| TRY IT |
Reproduce each line below precisely. Drop the pictures.

######

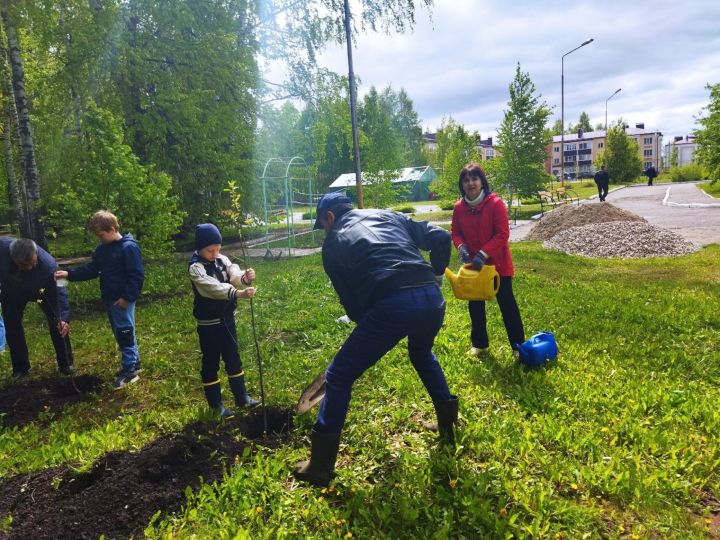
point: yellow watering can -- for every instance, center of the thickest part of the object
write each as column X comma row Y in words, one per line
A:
column 470, row 284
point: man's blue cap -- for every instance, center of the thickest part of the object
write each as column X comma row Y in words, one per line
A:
column 327, row 202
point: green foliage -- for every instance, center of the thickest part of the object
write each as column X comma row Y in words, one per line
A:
column 106, row 174
column 686, row 173
column 583, row 123
column 522, row 140
column 620, row 155
column 708, row 136
column 618, row 438
column 456, row 147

######

| YOUR RESPONSE |
point: yellow watering can -- for every instance, center of the thickest part of the object
write each as column X comma row Y in words, one per line
A:
column 470, row 284
point: man's blue cap -- for every instance, center of the thickest part of the object
write each as column X comma row Y in words, one per line
A:
column 327, row 202
point: green foliage -- for every instance, center of the thickest part of the object
write each as column X comma row Y in words, one per line
A:
column 106, row 174
column 686, row 173
column 583, row 123
column 522, row 140
column 620, row 155
column 708, row 136
column 618, row 438
column 456, row 147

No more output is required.